▶ _Your tasks_
A - Answer these questions from the article about Kyle Lehnhoff:
(i) What diagnosis did Kyle Lehnhoff receive?
(ii) Where will the benefit breakfast on April 3 take place?
(iii) What happened to Kyle Lehnhoff on the night of Jan. 4?
B - Reproduce word for word the portion of the article about Kyle Lehnhoff between "Two fundraisers will" and "had a seizure.", inclusive.

▶ _Page text_
* * * * * * * * *
Kyle Lehnhoff received a crushing blow just four days into the new year.
More than two months ago, the Balaton native and father of four learned he had glioblastoma, a malignant and aggressive form of brain tumor.
Two fundraisers will be in Balaton on April 1 and 3. The first one is a burger feed, starting at 4 p.m. Friday, April 1, at KirPatrick's in Balaton. The event includes a live auction that will be at 9:30 p.m. that night. From 10 a.m. to 1 p.m., Sunday, April 3, there will be a benefit breakfast at the Balaton Community Center.
Pictured are Kyle and Jill Lehnhoff and their four daughters Charlee, Kamry, Olivia and Marisa. Kyle Lehnhoff has been battling cancer for the last two months and his hometown is having two benefits next weekend.
On the night of Jan. 4, Lehnhoff was with his wife, Jill, and their four daughters, Marisa, Olivia, Kamry and Charlee, when he had a seizure.
* * * * * * * * *
▶ _Records shown_
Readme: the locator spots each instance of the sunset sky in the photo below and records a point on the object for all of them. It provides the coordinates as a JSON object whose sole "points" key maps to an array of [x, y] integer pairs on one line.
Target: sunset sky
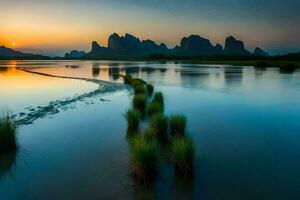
{"points": [[56, 26]]}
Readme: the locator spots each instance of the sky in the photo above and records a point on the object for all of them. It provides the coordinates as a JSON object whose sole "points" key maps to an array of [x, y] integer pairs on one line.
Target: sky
{"points": [[54, 27]]}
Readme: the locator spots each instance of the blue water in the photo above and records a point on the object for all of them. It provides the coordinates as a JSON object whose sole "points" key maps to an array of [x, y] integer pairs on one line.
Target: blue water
{"points": [[244, 123]]}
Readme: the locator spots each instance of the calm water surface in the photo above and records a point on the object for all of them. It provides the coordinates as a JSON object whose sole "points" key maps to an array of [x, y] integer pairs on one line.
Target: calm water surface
{"points": [[244, 123]]}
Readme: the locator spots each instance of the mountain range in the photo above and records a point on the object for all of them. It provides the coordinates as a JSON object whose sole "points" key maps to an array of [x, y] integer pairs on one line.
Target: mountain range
{"points": [[129, 46], [8, 53]]}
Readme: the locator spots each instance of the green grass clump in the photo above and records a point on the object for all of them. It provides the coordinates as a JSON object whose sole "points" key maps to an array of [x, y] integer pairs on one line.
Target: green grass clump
{"points": [[159, 124], [133, 121], [149, 134], [139, 89], [144, 155], [128, 79], [8, 131], [159, 98], [150, 89], [183, 149], [154, 108], [139, 102], [177, 125]]}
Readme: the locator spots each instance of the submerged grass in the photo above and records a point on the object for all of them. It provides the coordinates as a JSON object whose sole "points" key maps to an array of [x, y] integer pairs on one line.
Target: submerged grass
{"points": [[177, 125], [159, 124], [8, 131], [183, 149], [159, 98], [144, 155], [140, 89], [133, 121], [139, 103], [154, 108], [150, 89]]}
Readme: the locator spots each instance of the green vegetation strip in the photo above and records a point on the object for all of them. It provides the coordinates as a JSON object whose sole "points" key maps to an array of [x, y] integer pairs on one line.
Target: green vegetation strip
{"points": [[146, 143], [8, 131]]}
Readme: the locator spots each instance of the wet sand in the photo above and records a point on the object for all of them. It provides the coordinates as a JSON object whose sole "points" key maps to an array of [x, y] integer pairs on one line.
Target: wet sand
{"points": [[56, 106]]}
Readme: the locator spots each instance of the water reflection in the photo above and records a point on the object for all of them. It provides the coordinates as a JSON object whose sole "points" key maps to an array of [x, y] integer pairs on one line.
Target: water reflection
{"points": [[233, 75], [7, 162], [3, 69], [95, 70]]}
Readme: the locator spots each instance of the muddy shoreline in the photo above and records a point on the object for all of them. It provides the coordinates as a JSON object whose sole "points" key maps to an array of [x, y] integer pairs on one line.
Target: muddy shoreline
{"points": [[34, 113]]}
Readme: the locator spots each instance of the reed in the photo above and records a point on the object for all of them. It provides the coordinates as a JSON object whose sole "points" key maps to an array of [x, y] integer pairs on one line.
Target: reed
{"points": [[177, 125], [133, 121], [140, 102], [144, 156], [183, 149], [8, 129]]}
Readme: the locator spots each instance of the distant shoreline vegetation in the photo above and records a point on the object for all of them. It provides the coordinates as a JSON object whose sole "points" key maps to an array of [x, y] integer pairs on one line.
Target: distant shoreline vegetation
{"points": [[159, 134]]}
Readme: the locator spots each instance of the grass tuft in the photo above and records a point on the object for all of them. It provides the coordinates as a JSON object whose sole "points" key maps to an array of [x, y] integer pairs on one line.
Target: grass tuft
{"points": [[154, 108], [183, 149], [128, 79], [177, 125], [139, 89], [140, 102], [159, 124], [150, 89], [8, 131], [159, 98], [144, 155], [133, 121]]}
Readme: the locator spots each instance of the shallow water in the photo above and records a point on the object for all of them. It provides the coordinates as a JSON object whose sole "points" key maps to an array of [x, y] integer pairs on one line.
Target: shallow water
{"points": [[244, 123]]}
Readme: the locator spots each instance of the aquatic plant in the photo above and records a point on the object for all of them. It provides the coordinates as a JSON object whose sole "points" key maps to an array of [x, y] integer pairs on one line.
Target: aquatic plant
{"points": [[150, 89], [177, 125], [8, 131], [139, 102], [154, 108], [139, 89], [133, 120], [144, 156], [149, 134], [159, 98], [159, 124], [183, 149], [128, 79]]}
* * * * * * * * *
▶ _Results for the exercise_
A -
(i) He was diagnosed with glioblastoma, a malignant and aggressive form of brain tumor.
(ii) It will take place at the Balaton Community Center.
(iii) He had a seizure.

B -
Two fundraisers will be in Balaton on April 1 and 3. The first one is a burger feed, starting at 4 p.m. Friday, April 1, at KirPatrick's in Balaton. The event includes a live auction that will be at 9:30 p.m. that night. From 10 a.m. to 1 p.m., Sunday, April 3, there will be a benefit breakfast at the Balaton Community Center.
Pictured are Kyle and Jill Lehnhoff and their four daughters Charlee, Kamry, Olivia and Marisa. Kyle Lehnhoff has been battling cancer for the last two months and his hometown is having two benefits next weekend.
On the night of Jan. 4, Lehnhoff was with his wife, Jill, and their four daughters, Marisa, Olivia, Kamry and Charlee, when he had a seizure.